*** Opening of EXERCISE INPUT ***

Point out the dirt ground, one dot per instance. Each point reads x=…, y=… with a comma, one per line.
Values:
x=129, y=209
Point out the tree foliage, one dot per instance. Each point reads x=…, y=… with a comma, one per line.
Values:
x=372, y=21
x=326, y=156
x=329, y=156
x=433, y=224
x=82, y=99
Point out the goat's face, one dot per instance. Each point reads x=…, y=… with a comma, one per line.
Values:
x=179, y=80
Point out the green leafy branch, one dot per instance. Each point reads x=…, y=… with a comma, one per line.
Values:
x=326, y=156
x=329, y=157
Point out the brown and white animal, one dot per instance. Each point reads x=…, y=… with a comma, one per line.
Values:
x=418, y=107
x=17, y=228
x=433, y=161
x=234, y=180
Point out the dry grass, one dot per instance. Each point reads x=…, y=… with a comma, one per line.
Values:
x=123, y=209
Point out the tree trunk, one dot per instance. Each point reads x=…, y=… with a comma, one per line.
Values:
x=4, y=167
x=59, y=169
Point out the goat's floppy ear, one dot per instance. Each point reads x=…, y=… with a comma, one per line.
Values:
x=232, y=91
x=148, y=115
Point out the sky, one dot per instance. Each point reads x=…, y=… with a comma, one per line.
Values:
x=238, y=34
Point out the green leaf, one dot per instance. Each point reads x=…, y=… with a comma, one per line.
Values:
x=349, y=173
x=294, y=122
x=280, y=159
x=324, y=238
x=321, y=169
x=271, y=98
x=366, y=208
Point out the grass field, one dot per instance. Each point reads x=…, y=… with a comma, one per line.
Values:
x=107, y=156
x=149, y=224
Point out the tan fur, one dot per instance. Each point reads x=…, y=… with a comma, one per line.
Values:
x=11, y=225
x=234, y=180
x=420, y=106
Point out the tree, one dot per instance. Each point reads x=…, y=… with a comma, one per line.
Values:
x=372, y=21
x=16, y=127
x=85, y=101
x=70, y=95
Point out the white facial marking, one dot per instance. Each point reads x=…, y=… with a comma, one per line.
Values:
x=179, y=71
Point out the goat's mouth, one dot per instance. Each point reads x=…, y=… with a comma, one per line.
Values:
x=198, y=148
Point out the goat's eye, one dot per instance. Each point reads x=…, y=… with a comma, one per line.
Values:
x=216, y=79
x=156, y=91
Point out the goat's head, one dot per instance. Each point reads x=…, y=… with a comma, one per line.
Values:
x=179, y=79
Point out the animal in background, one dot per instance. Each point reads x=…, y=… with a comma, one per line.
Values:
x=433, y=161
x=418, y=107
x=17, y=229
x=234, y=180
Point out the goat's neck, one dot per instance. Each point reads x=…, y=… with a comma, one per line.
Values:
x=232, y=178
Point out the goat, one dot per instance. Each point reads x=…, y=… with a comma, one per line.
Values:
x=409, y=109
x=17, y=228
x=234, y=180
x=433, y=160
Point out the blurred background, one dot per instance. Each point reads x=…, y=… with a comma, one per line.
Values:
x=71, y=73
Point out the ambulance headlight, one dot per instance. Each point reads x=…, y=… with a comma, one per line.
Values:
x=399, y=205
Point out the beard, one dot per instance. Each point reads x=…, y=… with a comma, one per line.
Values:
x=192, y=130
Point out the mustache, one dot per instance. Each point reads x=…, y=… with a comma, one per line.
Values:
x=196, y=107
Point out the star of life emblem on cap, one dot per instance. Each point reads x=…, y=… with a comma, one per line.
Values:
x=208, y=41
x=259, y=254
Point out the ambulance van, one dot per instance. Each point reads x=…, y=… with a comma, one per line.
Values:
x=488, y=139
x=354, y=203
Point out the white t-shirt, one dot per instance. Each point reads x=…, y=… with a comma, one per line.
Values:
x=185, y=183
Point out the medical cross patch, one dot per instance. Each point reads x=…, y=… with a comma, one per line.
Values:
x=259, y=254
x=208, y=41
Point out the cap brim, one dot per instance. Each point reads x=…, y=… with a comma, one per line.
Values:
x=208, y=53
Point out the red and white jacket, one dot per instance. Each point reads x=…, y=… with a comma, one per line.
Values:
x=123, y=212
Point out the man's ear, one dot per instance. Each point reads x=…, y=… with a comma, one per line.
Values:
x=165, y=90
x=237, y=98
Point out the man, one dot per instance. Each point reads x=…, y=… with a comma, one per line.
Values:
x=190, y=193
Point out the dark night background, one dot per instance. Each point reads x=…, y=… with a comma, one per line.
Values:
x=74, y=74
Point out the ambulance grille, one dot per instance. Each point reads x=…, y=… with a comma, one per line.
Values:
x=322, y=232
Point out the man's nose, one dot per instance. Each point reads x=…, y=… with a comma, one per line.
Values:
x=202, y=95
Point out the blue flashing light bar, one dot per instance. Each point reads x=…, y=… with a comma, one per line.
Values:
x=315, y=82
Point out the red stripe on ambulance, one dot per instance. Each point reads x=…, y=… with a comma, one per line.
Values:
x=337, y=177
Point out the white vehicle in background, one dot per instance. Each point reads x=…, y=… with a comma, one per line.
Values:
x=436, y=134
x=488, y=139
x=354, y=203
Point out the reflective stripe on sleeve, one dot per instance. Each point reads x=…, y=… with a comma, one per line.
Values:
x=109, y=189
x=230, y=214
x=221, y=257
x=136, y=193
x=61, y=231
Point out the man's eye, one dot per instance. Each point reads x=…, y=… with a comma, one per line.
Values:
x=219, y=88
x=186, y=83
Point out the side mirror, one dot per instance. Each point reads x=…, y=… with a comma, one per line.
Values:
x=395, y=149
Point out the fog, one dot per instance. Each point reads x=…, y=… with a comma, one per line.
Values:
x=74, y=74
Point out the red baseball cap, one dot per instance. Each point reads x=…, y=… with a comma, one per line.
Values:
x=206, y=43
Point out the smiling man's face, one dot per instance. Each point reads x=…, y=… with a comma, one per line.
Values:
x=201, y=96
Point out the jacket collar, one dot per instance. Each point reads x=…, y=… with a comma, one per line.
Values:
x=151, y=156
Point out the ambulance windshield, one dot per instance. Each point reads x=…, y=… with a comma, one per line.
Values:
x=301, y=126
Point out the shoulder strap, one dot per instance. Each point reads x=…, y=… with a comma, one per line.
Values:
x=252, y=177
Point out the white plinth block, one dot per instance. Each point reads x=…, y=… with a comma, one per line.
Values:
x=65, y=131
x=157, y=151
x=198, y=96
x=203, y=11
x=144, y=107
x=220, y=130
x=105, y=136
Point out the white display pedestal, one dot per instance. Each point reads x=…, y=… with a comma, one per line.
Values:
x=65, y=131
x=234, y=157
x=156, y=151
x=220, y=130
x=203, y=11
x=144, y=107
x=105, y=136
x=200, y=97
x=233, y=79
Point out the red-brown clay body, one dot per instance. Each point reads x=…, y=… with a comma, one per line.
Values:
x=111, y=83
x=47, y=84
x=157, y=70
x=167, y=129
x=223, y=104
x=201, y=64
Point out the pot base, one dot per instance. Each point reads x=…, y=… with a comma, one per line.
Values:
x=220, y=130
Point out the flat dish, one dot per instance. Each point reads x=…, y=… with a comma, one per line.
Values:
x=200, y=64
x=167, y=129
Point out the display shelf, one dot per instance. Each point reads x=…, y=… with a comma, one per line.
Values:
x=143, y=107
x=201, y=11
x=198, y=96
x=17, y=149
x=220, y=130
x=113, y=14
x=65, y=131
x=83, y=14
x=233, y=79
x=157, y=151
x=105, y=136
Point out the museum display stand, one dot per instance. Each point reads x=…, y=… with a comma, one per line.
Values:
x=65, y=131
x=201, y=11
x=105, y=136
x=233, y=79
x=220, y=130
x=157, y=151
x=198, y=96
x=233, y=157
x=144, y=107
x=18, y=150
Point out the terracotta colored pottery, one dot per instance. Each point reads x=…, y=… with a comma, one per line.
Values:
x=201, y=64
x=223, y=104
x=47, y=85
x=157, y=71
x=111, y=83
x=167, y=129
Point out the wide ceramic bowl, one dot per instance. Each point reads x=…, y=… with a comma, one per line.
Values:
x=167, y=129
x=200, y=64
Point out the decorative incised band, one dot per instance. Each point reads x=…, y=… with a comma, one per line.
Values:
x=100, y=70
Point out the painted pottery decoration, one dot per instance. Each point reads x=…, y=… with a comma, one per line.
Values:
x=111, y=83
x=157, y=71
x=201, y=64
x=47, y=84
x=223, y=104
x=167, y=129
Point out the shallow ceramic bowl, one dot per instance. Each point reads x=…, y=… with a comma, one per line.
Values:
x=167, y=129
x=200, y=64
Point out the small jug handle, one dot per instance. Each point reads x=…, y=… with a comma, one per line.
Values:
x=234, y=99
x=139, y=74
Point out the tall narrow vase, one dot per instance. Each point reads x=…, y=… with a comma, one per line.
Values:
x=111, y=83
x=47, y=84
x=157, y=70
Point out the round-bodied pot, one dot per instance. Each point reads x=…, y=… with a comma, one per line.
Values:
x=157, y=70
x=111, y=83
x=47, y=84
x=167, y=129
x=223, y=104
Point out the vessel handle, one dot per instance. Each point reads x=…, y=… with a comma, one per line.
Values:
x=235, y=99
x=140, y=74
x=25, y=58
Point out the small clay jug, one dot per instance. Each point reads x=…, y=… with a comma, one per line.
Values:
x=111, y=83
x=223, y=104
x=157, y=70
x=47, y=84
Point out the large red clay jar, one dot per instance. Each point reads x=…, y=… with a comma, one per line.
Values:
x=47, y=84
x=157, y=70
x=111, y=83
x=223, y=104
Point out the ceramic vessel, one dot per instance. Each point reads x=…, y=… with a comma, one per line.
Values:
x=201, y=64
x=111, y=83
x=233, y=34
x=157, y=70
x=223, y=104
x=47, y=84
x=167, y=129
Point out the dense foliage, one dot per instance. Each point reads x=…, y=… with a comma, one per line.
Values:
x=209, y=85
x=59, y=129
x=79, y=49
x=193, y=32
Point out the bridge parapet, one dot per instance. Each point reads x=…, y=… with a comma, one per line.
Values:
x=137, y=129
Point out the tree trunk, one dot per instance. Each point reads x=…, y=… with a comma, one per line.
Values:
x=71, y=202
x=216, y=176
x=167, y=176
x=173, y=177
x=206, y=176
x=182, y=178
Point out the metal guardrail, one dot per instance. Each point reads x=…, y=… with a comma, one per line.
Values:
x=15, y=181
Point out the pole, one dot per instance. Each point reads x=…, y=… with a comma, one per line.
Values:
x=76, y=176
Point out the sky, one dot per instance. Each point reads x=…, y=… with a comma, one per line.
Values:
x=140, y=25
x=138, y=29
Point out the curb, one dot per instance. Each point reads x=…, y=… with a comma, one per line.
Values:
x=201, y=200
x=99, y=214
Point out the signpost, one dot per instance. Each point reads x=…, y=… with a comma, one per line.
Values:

*** Close of EXERCISE INPUT ***

> EXERCISE DESCRIPTION:
All lines above from the one holding "Point out the white plinth" to the one holding "Point out the museum", inclusive, are to be copied exactly; no other line is wanted.

> TASK ANSWER:
Point out the white plinth block, one dot per instance. Each point reads x=…, y=… with a comma, one per line.
Values:
x=65, y=131
x=157, y=151
x=198, y=96
x=203, y=11
x=144, y=107
x=220, y=130
x=105, y=136
Point out the white display pedestal, one dot per instance. Each point reads x=…, y=… with a comma, one per line.
Values:
x=65, y=131
x=234, y=157
x=156, y=151
x=220, y=130
x=203, y=11
x=144, y=107
x=105, y=136
x=200, y=97
x=233, y=79
Point out the red-brown clay body, one dot per instance. Each point reads x=…, y=… with a comma, one per line.
Values:
x=111, y=83
x=47, y=84
x=157, y=70
x=167, y=129
x=223, y=104
x=201, y=64
Point out the pot base, one dot per instance. Each point reads x=…, y=… with a comma, one per line.
Values:
x=220, y=130
Point out the flat dish, one dot per instance. Each point reads x=…, y=… with a comma, one per line.
Values:
x=200, y=64
x=167, y=129
Point out the display shelf, one dot per instance. Each point reads x=…, y=… with a comma, one per line.
Values:
x=143, y=107
x=201, y=11
x=198, y=96
x=17, y=149
x=220, y=130
x=113, y=14
x=65, y=131
x=83, y=14
x=233, y=79
x=157, y=151
x=105, y=136
Point out the museum display stand, one dot per instance. Each point reads x=…, y=… with a comma, one per line.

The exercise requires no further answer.